(Reading text)
Since mid-December, a mystery illness has gripped the central Chinese city of Wuhan, in the same region where a deadly viral epidemic emerged nearly 20 years ago. So far, one person has died and dozens of others have been hospitalized with unexplained pneumonia-like symptoms, including high fever, lung lesions, and difficulty breathing. While initial reports were limited, government officials announced Thursday that a task force of Chinese researchers has identified the microbe causing the outbreak. The culprit, they say, is a virus never seen before in humans; a newly discovered member of the coronavirus family, other branches of which cause the common cold, SARS (severe acute respiratory syndrome), and MERS (Middle East respiratory syndrome).

Reports from state media last week indicated that the Chinese-led research team already has copies of the virus growing in cell lines. Under pressure from the global public health community to release more details, the consortium published a draft genome of the novel coronavirus over the weekend, encouraging researchers around the world to analyze and share the data. The development is an important one for containment efforts. That information will enable hospitals to more effectively test for new cases, and can provide some guidance for potential treatments. Some scientists in the US have already determined that the as-yet-unnamed new virus appears to be most closely genetically related to its more contagious SARS-causing cousins. But so far, Chinese officials say, there is no evidence that it can spread as easily between humans. Only a single case outside China has been confirmed; a woman from Wuhan who was visiting Thailand when she fell ill.

To some scientists and public health officials in the West, the evolving situation in Wuhan has an upside: It demonstrates that China’s scientific infrastructure and public health policies have made huge strides since the 2003 SARS outbreak. That disease eventually spread to 26 countries, killing 774 people and sickening thousands more. But for the first few months of that outbreak, the Chinese government hid the epidemic and its consequences from the rest of the world, slowing efforts to identify and contain the virus.
(End Reading text)
(Material shown)
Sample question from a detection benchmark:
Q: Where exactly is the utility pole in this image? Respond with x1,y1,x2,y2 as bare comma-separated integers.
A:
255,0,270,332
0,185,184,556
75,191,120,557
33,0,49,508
(End Material shown)
What you will do:
1. Decide whether each statement agrees with the Wuhan outbreak article. Answer yes or no, and quote the deciding words from the article.
(a) One person has died of the illness so far.
(b) The research consortium released a complete, final genome of the new virus.
(c) Chinese officials say the new virus spreads between humans as easily as SARS.
2. Carry the Wuhan outbreak article forward from its final sentence.
The material above is separate from the Wuhan outbreak article.

Task responses:
1.
(a) Yes: "So far, one person has died"
(b) No: "the consortium published a draft genome of the novel coronavirus over the weekend"
(c) No: "there is no evidence that it can spread as easily between humans"

2.
What would become known as SARS claimed its first victim in November 2002. But it wasn’t until the following February that the Chinese Ministry of Health reported the strange new infection to the World Health Organization. By then, thousands of people had already fallen ill, and cases were cropping up in Hong Kong, Taiwan, and Vietnam.

“The biggest challenge in 2003 was the initial reluctance of China to explain what was going on,” says Jim LeDuc, a former virologist at the US Centers for Disease and Control who led an international team of scientists that eventually identified the coronavirus that causes SARS. “That allowed the outbreak to get a good head of steam before anyone realized how severe it was.”

While the Chinese government refused to allow outside researchers into the outbreak area, CDC scientists managed to acquire a single sample. It was a throat swab taken from a WHO doctor who had fallen ill in Vietnam, medevaced himself to Thailand, and died there in a hospital. With that, they began trying to grow this mysterious and deadly bug in petri dishes of human cells. As the cells began dying, a sign the virus was replicating, the team used electron microscopy and DNA-matching technologies to conclusively determine that the culprit was a coronavirus.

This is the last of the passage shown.